Required task =>
Continue the EPA notice below about the Chicago-area air quality implementation plan, picking up after its last sentence.

Selected passage =>
++++++++++++++++++++
ADDRESSES: Written comments can be mailed to: J. Elmer Bortzer, Chief, 
Regulation Development Section, Regulation Development Branch (AR-18J), 
Air and Radiation Division, U.S. Environmental Protection Agency, 77 
West Jackson Boulevard, Chicago, Illinois 60604.
    Copies of the SIP revision request are available for inspection at 
the following address: (It is recommended that you telephone Steven 
Rosenthal at (312) 886-6052, before visiting the Region 5 office.) U.S. 
Environmental Protection Agency, Region 5, Air and Radiation Division, 
77 West Jackson Boulevard, Chicago, Illinois 60604.

FOR FURTHER INFORMATION CONTACT: Steven Rosenthal, Regulation 
Development Branch (AR-18J), (312) 886-6052.

SUPPLEMENTARY INFORMATION:

Background

    On June 29, 1990, USEPA promulgated a Federal implementation plan 
(FIP) for the six counties in the Chicago metropolitan area: Cook, Du 
Page, Kane, Lake, McHenry, and Will. 55 FR 26818, codified at 40 CFR 
52.741. This FIP required that certain VOC sources comply with 
reasonably available control technology (RACT) requirements.
++++++++++++++++++++
Items =>
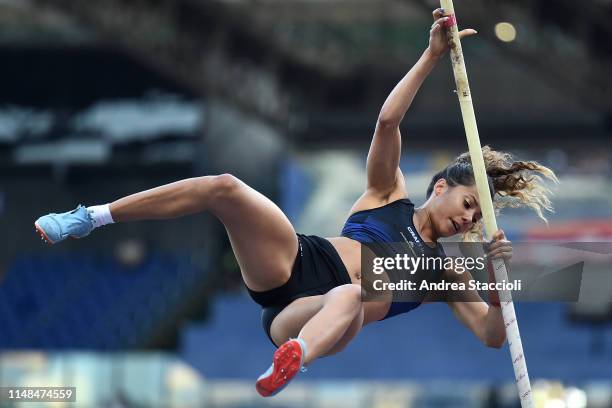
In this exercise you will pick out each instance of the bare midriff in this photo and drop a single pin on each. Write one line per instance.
(350, 253)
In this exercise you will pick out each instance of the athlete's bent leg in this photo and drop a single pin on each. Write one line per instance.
(341, 309)
(262, 237)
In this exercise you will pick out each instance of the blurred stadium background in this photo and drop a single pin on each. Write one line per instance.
(102, 98)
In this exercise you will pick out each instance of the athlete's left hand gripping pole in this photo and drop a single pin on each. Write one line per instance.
(486, 204)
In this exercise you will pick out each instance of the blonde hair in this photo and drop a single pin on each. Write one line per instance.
(512, 183)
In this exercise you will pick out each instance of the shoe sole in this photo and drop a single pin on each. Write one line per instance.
(281, 355)
(43, 236)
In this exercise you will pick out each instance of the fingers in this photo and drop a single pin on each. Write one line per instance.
(504, 253)
(467, 32)
(499, 235)
(438, 23)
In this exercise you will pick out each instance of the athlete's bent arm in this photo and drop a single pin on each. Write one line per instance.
(385, 180)
(485, 321)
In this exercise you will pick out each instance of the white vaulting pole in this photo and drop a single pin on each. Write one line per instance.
(486, 204)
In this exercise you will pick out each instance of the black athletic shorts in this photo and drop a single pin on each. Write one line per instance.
(317, 269)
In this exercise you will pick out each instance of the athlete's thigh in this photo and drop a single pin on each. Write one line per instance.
(263, 239)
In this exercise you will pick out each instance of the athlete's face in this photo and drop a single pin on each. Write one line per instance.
(457, 208)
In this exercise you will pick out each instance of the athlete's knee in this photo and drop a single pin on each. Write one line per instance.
(348, 295)
(225, 185)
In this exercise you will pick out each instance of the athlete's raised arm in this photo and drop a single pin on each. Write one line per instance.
(385, 181)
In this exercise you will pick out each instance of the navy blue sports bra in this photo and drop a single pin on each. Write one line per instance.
(391, 223)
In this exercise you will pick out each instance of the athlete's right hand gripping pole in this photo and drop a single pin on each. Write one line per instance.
(486, 204)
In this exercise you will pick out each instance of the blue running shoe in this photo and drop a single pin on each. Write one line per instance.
(54, 228)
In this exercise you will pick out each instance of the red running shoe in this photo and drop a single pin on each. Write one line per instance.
(288, 361)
++++++++++++++++++++
Output below =>
    Under the Act as amended in 1977, ozone nonattainment areas were 
required to adopt reasonably available control technology (RACT) for 
sources of VOC emissions. USEPA issued three sets of control technique 
guidelines (CTGs) documents, establishing a ``presumptive norm'' for 
RACT for various categories of VOC sources. The three sets of CTGs were 
(1) Group I--issued before January 1978 (15 CTGs); (2) Group II--issued 
in 1978 (9 CTGs); and (3) Group III--issued in the early 1980's (5 
CTGs). Those sources not covered by a CTG were called non-CTG sources. 
USEPA determined that the area's SIP-approved attainment date 
established which RACT rules the area needed to adopt and implement. 
Those areas (including the Chicago area) that sought an extension of 
the attainment date under section 172(a)(2) to as late as December 31, 
1987, were required to adopt RACT for all CTG sources and for all major 
(100 tons per year or more of VOC emissions under the pre-amended Act) 
non-CTG sources.
    Section 182(b)(2) of the Act as amended in 1990 (amended Act) 
requires States to adopt reasonably available control technology (RACT)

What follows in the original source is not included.